> [INSTRUCTIONS FOR THE TASK] Exact repetition of every entry is required.
-------- RECORDS SHOWN --------
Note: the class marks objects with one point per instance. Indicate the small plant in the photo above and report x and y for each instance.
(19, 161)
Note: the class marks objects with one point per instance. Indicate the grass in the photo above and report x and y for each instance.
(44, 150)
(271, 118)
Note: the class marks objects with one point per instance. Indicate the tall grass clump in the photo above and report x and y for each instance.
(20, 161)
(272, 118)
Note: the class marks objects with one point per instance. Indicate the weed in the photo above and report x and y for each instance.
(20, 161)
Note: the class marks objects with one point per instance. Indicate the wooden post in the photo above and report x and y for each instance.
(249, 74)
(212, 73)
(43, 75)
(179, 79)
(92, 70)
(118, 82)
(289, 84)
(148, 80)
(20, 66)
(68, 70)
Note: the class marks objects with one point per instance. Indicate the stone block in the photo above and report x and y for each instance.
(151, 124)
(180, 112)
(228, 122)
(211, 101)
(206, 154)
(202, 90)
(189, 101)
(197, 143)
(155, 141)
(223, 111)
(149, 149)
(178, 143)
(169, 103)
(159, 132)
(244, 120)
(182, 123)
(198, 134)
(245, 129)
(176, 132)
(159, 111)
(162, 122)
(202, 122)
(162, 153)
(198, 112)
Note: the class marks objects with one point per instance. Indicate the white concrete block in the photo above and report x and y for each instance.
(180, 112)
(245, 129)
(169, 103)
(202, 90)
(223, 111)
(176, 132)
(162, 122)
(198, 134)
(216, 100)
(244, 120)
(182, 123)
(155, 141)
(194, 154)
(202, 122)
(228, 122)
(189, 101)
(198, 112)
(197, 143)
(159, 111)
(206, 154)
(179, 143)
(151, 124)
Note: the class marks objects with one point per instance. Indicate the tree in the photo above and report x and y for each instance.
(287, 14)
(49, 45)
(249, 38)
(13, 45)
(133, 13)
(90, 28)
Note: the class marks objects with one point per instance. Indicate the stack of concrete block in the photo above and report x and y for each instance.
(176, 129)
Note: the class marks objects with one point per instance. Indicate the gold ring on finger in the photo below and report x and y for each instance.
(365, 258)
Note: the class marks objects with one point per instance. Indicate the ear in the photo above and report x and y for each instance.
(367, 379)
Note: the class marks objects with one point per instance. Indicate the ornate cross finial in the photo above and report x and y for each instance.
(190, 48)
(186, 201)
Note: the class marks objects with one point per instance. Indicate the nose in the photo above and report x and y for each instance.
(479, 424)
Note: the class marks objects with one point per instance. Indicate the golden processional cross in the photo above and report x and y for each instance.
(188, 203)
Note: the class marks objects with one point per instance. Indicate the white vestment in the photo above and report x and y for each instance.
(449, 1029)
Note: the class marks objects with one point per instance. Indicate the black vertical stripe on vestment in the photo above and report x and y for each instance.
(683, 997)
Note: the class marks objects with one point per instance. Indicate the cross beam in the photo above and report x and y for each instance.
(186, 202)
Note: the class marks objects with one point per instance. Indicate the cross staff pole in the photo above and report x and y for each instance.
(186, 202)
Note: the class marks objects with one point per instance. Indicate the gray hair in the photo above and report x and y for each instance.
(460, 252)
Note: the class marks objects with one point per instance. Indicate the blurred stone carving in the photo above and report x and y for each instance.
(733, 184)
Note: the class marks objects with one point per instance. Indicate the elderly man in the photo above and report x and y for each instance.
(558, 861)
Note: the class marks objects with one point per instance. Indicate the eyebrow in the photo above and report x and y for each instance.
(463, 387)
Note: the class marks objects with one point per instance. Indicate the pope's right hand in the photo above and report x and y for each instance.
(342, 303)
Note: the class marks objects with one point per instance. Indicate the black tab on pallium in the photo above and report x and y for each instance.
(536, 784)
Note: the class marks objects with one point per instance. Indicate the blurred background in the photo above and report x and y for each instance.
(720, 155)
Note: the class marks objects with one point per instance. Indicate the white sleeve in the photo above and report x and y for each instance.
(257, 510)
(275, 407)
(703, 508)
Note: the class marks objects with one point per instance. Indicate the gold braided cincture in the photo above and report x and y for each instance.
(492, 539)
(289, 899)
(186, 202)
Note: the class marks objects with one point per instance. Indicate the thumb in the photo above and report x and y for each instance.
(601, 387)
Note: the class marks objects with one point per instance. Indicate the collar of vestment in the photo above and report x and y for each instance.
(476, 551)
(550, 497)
--------
> [REPLY]
Note: the class marks objects with one point per instance. Indicate the small plant in the photo above and report x and y for each instance.
(19, 161)
Note: the class marks objects with one point per instance. Indicate the grass in the photo above and report x and y for each instance.
(44, 150)
(271, 118)
Note: the class marks objects with one point per instance. Indicate the tall grass clump in the photo above and report x and y for each instance.
(20, 161)
(272, 118)
Note: the class marks objects with one point per instance. Indicate the weed in the photo above and report x and y for each instance.
(20, 161)
Note: the class marks objects with one point per instance. Indicate the wooden post in the photo above and report x and y for each instance.
(249, 74)
(212, 73)
(43, 75)
(179, 79)
(92, 70)
(118, 82)
(289, 84)
(148, 80)
(20, 66)
(68, 70)
Note: the class marks objects with one point per instance. Indicate the stone block in the photo above and report x and y for each instance.
(151, 124)
(180, 112)
(228, 122)
(211, 101)
(206, 154)
(202, 90)
(189, 101)
(197, 143)
(155, 141)
(223, 111)
(149, 149)
(178, 143)
(169, 103)
(159, 132)
(244, 120)
(182, 123)
(198, 134)
(245, 129)
(176, 132)
(159, 111)
(162, 122)
(202, 122)
(162, 153)
(198, 112)
Note: the class marks objects with one point per instance. Indicate the white concrete block in the photo above and report x and y for each instance.
(180, 112)
(245, 129)
(169, 103)
(202, 90)
(223, 111)
(176, 132)
(162, 122)
(198, 134)
(216, 100)
(244, 120)
(182, 123)
(155, 141)
(194, 154)
(202, 122)
(228, 122)
(189, 101)
(198, 112)
(197, 143)
(159, 111)
(206, 154)
(179, 143)
(151, 124)
Note: the class marks objects with one point per instance. Indicate the tree in the photo above and report x and y for each instance.
(287, 14)
(49, 45)
(249, 38)
(13, 45)
(133, 13)
(90, 28)
Note: the class marks objects with one point per instance. Indicate the stack of concrete block in the photo above and report x and y for each instance.
(176, 129)
Note: the class marks objects with one point per instance. Indicate the gold ring on finger in the photo below and report x and y for each instance.
(365, 258)
Note: the class marks objects with one point per instance. Indicate the ear in the photo above and report x and y for each instance.
(367, 379)
Note: the class marks objects with one point per instance. Indicate the ornate cross finial in the photo above and report x and y for each instance.
(190, 48)
(186, 201)
Note: the class marks objects with one point per instance. Indicate the nose in the photo above and report x and y for each instance.
(479, 424)
Note: the class marks objects with one point per instance. Indicate the golden processional cross in the photo above and report x and y for each instance.
(188, 203)
Note: the class marks objects with one point per instance. Indicate the white vestment in the photo above and report x and y for each instance.
(449, 1029)
Note: the class marks objects with one point per instance. Indicate the black vertical stripe on vestment in the photo above and report x and y for each instance.
(683, 997)
Note: the class marks objects with one point per instance. Indicate the cross beam in the photo above and report x and y for each instance.
(186, 202)
Note: the class marks objects with one point per instance. Indicate the cross staff pole in the photo above and report x and y for each instance.
(186, 202)
Note: the class marks objects with one point per instance. Indicate the gray hair in the photo above and report x and y for each instance.
(460, 252)
Note: the class marks objects with one point per instance. Indicate the blurred stone carving in the photo above and report x and y for each instance.
(733, 184)
Note: the class marks objects with one point per instance. Indicate the elderly man in the photo above and report x and y for each instance.
(558, 861)
Note: the class marks objects with one point per instance. Indicate the eyebrow in the photo above and report x and y for each instance.
(463, 387)
Note: the class marks objects with one point per instance. Indicate the pope's right hand in the photo above and report x and y for each instance.
(342, 303)
Note: the class marks objects with one point per instance. Indicate the black tab on pallium in the photo above and report x and y for each instance.
(536, 784)
Note: the class marks objects with one point per instance. Indicate the blurred background in the photo above and report x and y for each instance.
(720, 155)
Note: the class marks objects with one point per instance. Indicate the white sleeve in the photo above and report x and y for each instance.
(257, 510)
(275, 407)
(703, 508)
Note: the class marks objects with one point per instance. Indicate the gold braided cincture in the photo above and report x and y for each instance.
(492, 539)
(289, 899)
(186, 202)
Note: the class marks objects with one point per instance. Indicate the thumb in the photo above and report x and y for each instance.
(601, 387)
Note: the class marks objects with one point per instance. Indicate the collar of vestment in the photo above and report x and y for each instance.
(476, 551)
(550, 497)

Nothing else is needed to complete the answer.